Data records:
-=-=-=-=-
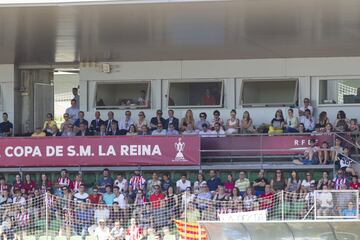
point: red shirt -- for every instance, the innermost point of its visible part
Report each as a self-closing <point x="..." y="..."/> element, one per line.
<point x="267" y="200"/>
<point x="354" y="185"/>
<point x="155" y="199"/>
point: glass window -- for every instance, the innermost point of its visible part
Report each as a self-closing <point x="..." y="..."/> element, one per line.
<point x="274" y="92"/>
<point x="122" y="95"/>
<point x="339" y="91"/>
<point x="185" y="94"/>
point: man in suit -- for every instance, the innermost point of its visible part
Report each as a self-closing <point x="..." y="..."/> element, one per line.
<point x="111" y="120"/>
<point x="96" y="123"/>
<point x="172" y="120"/>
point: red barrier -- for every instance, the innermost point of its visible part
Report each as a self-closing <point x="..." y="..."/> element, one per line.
<point x="100" y="151"/>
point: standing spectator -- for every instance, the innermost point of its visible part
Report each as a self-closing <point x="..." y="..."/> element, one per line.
<point x="106" y="179"/>
<point x="246" y="125"/>
<point x="165" y="182"/>
<point x="205" y="131"/>
<point x="155" y="121"/>
<point x="171" y="120"/>
<point x="186" y="120"/>
<point x="159" y="131"/>
<point x="242" y="183"/>
<point x="229" y="184"/>
<point x="218" y="131"/>
<point x="121" y="183"/>
<point x="306" y="106"/>
<point x="291" y="122"/>
<point x="277" y="123"/>
<point x="232" y="124"/>
<point x="111" y="120"/>
<point x="182" y="184"/>
<point x="137" y="182"/>
<point x="96" y="123"/>
<point x="260" y="183"/>
<point x="49" y="124"/>
<point x="95" y="197"/>
<point x="126" y="122"/>
<point x="81" y="196"/>
<point x="152" y="183"/>
<point x="342" y="123"/>
<point x="217" y="119"/>
<point x="73" y="111"/>
<point x="141" y="121"/>
<point x="6" y="127"/>
<point x="214" y="182"/>
<point x="308" y="121"/>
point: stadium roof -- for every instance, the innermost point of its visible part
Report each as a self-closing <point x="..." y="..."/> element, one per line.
<point x="141" y="30"/>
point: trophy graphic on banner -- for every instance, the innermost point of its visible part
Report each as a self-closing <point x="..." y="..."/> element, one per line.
<point x="179" y="146"/>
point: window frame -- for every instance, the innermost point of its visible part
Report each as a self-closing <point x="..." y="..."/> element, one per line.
<point x="119" y="107"/>
<point x="252" y="105"/>
<point x="322" y="78"/>
<point x="221" y="105"/>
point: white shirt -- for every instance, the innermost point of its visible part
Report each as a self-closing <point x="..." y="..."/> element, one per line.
<point x="125" y="124"/>
<point x="182" y="186"/>
<point x="73" y="114"/>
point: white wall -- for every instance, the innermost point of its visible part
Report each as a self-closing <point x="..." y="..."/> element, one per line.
<point x="233" y="71"/>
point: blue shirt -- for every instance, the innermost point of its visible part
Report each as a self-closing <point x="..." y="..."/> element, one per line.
<point x="213" y="184"/>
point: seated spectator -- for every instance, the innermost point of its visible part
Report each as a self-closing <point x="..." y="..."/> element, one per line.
<point x="141" y="121"/>
<point x="81" y="196"/>
<point x="83" y="130"/>
<point x="324" y="180"/>
<point x="306" y="183"/>
<point x="38" y="133"/>
<point x="159" y="131"/>
<point x="81" y="119"/>
<point x="132" y="131"/>
<point x="182" y="184"/>
<point x="6" y="127"/>
<point x="354" y="184"/>
<point x="322" y="122"/>
<point x="155" y="121"/>
<point x="246" y="125"/>
<point x="218" y="131"/>
<point x="126" y="122"/>
<point x="308" y="121"/>
<point x="110" y="121"/>
<point x="73" y="111"/>
<point x="171" y="131"/>
<point x="229" y="184"/>
<point x="96" y="124"/>
<point x="291" y="122"/>
<point x="202" y="120"/>
<point x="213" y="182"/>
<point x="305" y="107"/>
<point x="277" y="124"/>
<point x="250" y="200"/>
<point x="171" y="121"/>
<point x="342" y="123"/>
<point x="259" y="183"/>
<point x="232" y="124"/>
<point x="354" y="127"/>
<point x="242" y="183"/>
<point x="114" y="131"/>
<point x="205" y="131"/>
<point x="186" y="120"/>
<point x="102" y="132"/>
<point x="216" y="119"/>
<point x="49" y="124"/>
<point x="189" y="130"/>
<point x="344" y="161"/>
<point x="324" y="153"/>
<point x="144" y="131"/>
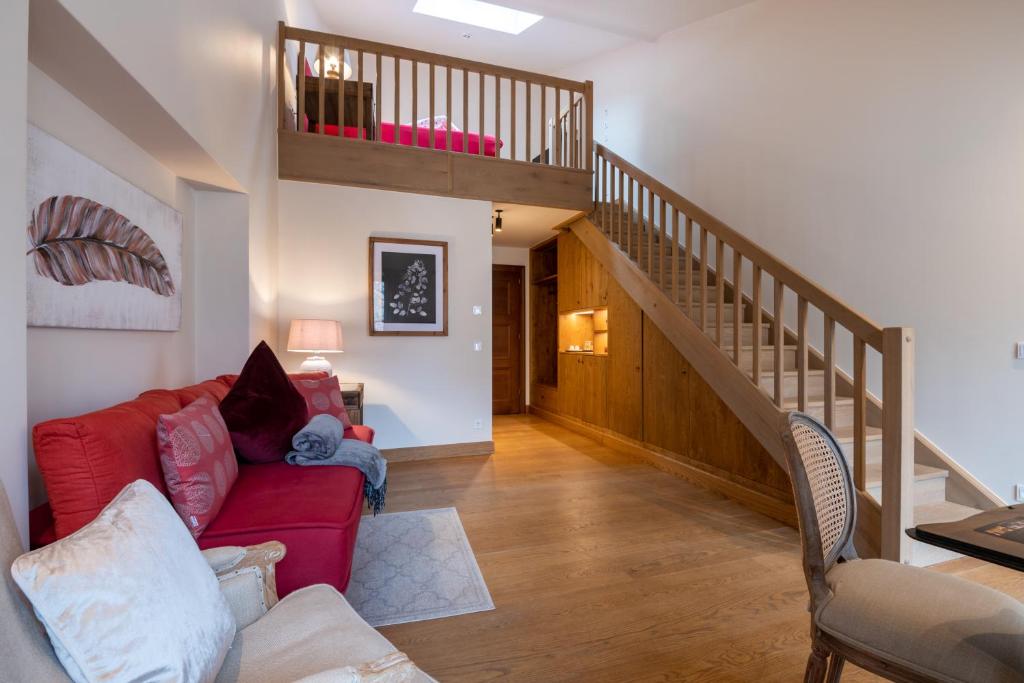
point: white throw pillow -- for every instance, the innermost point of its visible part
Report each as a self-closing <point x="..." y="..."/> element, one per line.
<point x="129" y="597"/>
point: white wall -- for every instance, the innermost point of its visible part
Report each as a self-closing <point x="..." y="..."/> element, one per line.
<point x="212" y="67"/>
<point x="13" y="48"/>
<point x="419" y="390"/>
<point x="519" y="256"/>
<point x="75" y="371"/>
<point x="879" y="147"/>
<point x="222" y="283"/>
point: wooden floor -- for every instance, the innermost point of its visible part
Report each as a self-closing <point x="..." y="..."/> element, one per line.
<point x="602" y="568"/>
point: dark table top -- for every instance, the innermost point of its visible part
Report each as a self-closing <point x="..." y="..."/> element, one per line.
<point x="994" y="536"/>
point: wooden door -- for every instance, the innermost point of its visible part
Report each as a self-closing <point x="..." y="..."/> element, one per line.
<point x="507" y="339"/>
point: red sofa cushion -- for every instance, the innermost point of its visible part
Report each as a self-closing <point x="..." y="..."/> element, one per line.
<point x="198" y="462"/>
<point x="86" y="461"/>
<point x="263" y="410"/>
<point x="314" y="511"/>
<point x="323" y="396"/>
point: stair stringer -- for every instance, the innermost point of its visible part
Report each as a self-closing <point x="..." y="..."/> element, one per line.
<point x="764" y="420"/>
<point x="759" y="415"/>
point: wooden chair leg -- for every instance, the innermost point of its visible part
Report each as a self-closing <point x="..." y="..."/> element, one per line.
<point x="817" y="665"/>
<point x="836" y="663"/>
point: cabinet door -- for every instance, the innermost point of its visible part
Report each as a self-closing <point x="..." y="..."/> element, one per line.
<point x="570" y="385"/>
<point x="595" y="377"/>
<point x="625" y="388"/>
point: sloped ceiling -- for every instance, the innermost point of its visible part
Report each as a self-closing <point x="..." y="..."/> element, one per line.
<point x="571" y="31"/>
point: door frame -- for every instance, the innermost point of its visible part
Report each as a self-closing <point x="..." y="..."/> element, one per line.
<point x="521" y="270"/>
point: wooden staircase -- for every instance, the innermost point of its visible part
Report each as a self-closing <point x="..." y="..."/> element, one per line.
<point x="706" y="287"/>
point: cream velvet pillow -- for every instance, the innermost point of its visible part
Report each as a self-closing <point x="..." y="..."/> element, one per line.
<point x="129" y="597"/>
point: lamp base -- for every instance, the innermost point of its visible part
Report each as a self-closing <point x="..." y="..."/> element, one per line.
<point x="316" y="364"/>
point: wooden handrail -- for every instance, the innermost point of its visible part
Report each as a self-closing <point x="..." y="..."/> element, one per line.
<point x="644" y="243"/>
<point x="334" y="40"/>
<point x="827" y="302"/>
<point x="567" y="142"/>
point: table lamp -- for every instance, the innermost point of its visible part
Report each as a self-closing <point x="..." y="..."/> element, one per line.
<point x="316" y="337"/>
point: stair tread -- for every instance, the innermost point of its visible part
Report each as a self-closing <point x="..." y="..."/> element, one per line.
<point x="945" y="511"/>
<point x="872" y="473"/>
<point x="792" y="403"/>
<point x="845" y="434"/>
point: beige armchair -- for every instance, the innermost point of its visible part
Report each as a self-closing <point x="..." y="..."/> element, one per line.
<point x="312" y="635"/>
<point x="900" y="622"/>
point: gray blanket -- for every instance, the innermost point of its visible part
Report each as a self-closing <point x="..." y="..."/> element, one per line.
<point x="323" y="442"/>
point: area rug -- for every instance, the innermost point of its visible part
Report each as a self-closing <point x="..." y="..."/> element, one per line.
<point x="411" y="566"/>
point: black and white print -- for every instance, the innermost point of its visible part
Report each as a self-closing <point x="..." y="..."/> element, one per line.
<point x="409" y="287"/>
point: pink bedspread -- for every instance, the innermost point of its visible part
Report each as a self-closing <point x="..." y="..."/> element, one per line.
<point x="491" y="145"/>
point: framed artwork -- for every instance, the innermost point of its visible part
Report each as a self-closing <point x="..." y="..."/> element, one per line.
<point x="408" y="287"/>
<point x="101" y="253"/>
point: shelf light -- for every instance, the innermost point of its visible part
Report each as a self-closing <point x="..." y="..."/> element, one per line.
<point x="483" y="14"/>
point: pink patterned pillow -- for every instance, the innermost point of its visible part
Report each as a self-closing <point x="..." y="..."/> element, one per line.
<point x="324" y="397"/>
<point x="198" y="460"/>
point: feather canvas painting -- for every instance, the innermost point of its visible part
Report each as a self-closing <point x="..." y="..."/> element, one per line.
<point x="101" y="253"/>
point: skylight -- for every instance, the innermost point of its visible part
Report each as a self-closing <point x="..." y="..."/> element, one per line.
<point x="483" y="14"/>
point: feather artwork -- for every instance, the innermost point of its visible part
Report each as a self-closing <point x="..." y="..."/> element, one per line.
<point x="76" y="241"/>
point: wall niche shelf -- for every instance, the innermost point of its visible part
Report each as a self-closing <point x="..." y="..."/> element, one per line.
<point x="580" y="329"/>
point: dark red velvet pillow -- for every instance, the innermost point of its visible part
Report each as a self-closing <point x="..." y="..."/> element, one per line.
<point x="263" y="410"/>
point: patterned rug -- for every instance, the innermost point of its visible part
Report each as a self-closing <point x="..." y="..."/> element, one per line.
<point x="411" y="566"/>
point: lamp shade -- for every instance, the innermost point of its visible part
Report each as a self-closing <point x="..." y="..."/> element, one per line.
<point x="314" y="336"/>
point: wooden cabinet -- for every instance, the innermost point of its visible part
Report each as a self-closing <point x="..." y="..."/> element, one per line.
<point x="583" y="283"/>
<point x="582" y="379"/>
<point x="595" y="376"/>
<point x="625" y="386"/>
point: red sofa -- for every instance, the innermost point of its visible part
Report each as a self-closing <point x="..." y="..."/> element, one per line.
<point x="314" y="511"/>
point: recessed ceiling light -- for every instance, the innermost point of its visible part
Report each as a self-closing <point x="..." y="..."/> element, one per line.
<point x="474" y="12"/>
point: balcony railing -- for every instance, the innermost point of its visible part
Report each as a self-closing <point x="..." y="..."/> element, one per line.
<point x="505" y="134"/>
-=-=-=-=-
Quote only the lines from the line containing "point: feather canvas" through the end of the listing, please, keeping both the first and the last line.

**Full solution**
point: feather canvas painting -- for every instance, the innermost point of its visible part
Report each as a self-closing <point x="..." y="..."/> element, one per line.
<point x="101" y="253"/>
point: skylight -- for every instance, the innermost point of its visible part
Report each as a self-closing <point x="..." y="..."/> element, one per line.
<point x="483" y="14"/>
point: feather artwork -- for every instance, the innermost point of its visible part
Report each as a self-closing <point x="..." y="..."/> element, one per line.
<point x="76" y="241"/>
point: wall niche shelf -- for every instance, the innermost point of its visible part
Report each as a self-closing <point x="..." y="..."/> element, one per line.
<point x="580" y="329"/>
point: dark red velvet pillow -- for every instance, the innermost point of its visible part
Report each as a self-closing <point x="..." y="..."/> element, one per line.
<point x="263" y="410"/>
point: patterned rug -- for every instance, the innermost point of its visible part
Report each as a self-closing <point x="..." y="..."/> element, one per line.
<point x="411" y="566"/>
point: lamp shade -- for every instance, the innermost point of its visible part
Report each as a self-closing <point x="..." y="..."/> element, one per line.
<point x="314" y="336"/>
point: wooden cabinet -- for every instance, the innermost point of its visible part
Report each as a self-closing <point x="..." y="..."/> element, one per line.
<point x="583" y="283"/>
<point x="582" y="379"/>
<point x="595" y="376"/>
<point x="625" y="386"/>
point: red sofa -- for every instance, the innermost point of its visible part
Report each as a self-closing <point x="..." y="..."/> element, one per line.
<point x="314" y="511"/>
point: recessed ceiling light -- for every instance, the innermost point of its visible part
Report each as a self-closing <point x="..." y="..."/> element, one per line.
<point x="474" y="12"/>
point: balcony railing -- for every instance, the innermost point of its visible part
Report each as a self-closing <point x="..." y="..."/> element, one per line.
<point x="505" y="134"/>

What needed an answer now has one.